◆ **Set problem**
Please convert the records below into a numbered list, using only everything from the line that contains "Spot the red" down through the end of the records and leaving out blank lines.

◆ **Records for this exercise**
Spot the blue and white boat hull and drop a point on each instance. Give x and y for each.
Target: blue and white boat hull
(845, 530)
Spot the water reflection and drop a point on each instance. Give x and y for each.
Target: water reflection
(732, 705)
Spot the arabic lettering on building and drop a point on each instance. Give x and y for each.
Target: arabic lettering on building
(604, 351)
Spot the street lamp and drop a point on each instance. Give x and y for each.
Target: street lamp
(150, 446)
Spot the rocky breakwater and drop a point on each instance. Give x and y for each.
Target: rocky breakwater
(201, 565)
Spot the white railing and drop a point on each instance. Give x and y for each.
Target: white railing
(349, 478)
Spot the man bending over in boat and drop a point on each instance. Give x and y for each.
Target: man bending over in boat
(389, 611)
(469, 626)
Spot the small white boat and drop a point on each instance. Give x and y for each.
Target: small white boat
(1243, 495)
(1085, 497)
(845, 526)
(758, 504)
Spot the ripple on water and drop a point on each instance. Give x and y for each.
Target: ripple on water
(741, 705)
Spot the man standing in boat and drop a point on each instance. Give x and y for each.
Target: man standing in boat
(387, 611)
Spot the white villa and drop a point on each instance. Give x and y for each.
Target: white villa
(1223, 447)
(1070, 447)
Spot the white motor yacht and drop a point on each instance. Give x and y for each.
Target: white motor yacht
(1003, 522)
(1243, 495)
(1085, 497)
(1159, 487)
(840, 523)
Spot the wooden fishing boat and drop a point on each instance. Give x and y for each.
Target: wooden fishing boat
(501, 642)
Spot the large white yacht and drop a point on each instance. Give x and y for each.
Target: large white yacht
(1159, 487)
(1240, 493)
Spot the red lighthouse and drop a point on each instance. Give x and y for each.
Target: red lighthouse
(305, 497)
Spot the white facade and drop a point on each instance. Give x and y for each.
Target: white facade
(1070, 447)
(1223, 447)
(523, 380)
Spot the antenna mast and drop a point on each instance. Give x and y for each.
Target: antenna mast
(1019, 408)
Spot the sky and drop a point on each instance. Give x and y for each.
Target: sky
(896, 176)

◆ **Finished task**
1. Spot the red lighthouse and drop a point on each instance. Give x and y for each.
2. Target: red lighthouse
3. (305, 497)
4. Spot the white facade and drop a point on each instance. Give x and y for each.
5. Target: white facade
6. (1070, 447)
7. (1223, 447)
8. (523, 380)
9. Spot the antenna mast and drop a point on each instance. Give x and y for each.
10. Target: antenna mast
11. (1019, 408)
12. Spot the sky and drop a point on each instance. Give x and y for each.
13. Target: sky
14. (896, 176)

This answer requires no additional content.